■ **Exercise brief**: Rewrite everything from the line containing "find the mountain" down to the end of the data, requests included, shifting every coordinate in the answers by -20.

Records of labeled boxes
....

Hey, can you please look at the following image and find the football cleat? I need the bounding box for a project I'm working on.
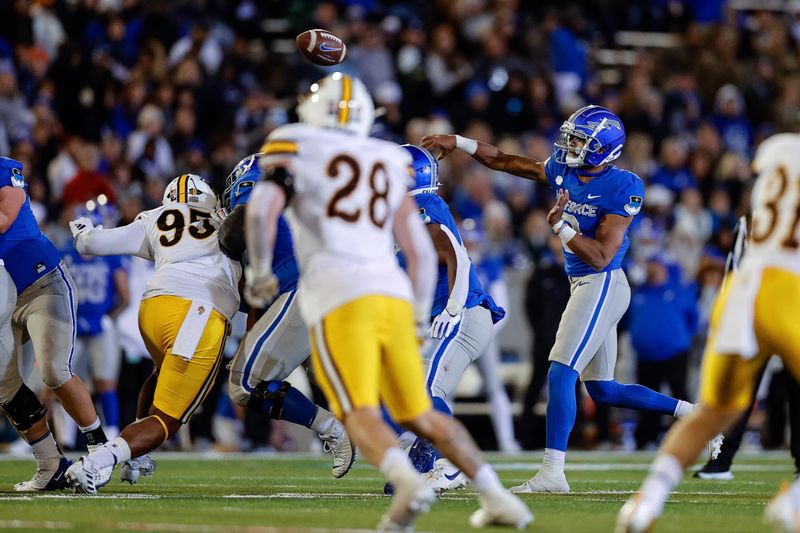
[423,459,469,495]
[469,491,533,529]
[706,433,725,461]
[378,476,436,531]
[319,420,356,479]
[14,456,72,492]
[119,454,156,485]
[66,455,113,494]
[764,481,800,533]
[614,493,660,533]
[408,438,439,474]
[510,468,569,494]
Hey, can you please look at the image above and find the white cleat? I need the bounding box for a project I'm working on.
[469,491,533,529]
[422,459,469,495]
[319,420,356,479]
[510,468,569,494]
[706,433,733,460]
[14,457,72,492]
[764,482,800,533]
[614,493,660,533]
[378,477,436,532]
[66,455,113,494]
[119,454,156,485]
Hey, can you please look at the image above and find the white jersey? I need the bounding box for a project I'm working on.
[134,203,242,320]
[742,133,800,273]
[261,124,413,324]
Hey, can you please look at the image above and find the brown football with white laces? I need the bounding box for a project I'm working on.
[295,29,347,67]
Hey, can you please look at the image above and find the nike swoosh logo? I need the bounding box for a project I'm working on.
[444,470,461,481]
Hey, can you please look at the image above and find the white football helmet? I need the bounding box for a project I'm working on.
[297,72,375,137]
[161,174,217,209]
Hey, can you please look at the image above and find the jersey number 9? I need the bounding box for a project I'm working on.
[156,208,214,247]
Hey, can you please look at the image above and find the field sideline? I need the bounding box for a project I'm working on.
[0,452,793,533]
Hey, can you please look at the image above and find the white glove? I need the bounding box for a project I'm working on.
[430,308,463,339]
[244,265,279,309]
[69,217,103,239]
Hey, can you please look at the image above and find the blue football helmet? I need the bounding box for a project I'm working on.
[75,194,120,229]
[222,153,261,213]
[403,144,439,196]
[553,105,625,167]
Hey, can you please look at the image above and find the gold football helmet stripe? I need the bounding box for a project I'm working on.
[339,76,353,126]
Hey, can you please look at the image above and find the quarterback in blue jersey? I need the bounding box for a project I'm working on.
[0,157,106,492]
[219,154,356,478]
[422,105,694,492]
[60,201,130,439]
[392,145,506,492]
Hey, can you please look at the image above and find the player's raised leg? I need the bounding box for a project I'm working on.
[13,263,106,451]
[229,290,356,478]
[67,296,228,494]
[0,261,70,492]
[381,301,533,528]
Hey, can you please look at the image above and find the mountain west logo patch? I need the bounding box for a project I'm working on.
[11,168,25,189]
[625,196,642,216]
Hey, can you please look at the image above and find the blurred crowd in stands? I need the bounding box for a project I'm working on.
[0,0,800,445]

....

■ **Task result**:
Hey, can you please look at the image above and find the mountain west logo patch? I need the bounding box for a project I'm working on.
[-9,148,5,169]
[605,176,622,196]
Hey, can you please look at the image above and find the blurred crowd in stands? I need the bounding box for a project I'm working on.
[-20,-20,780,425]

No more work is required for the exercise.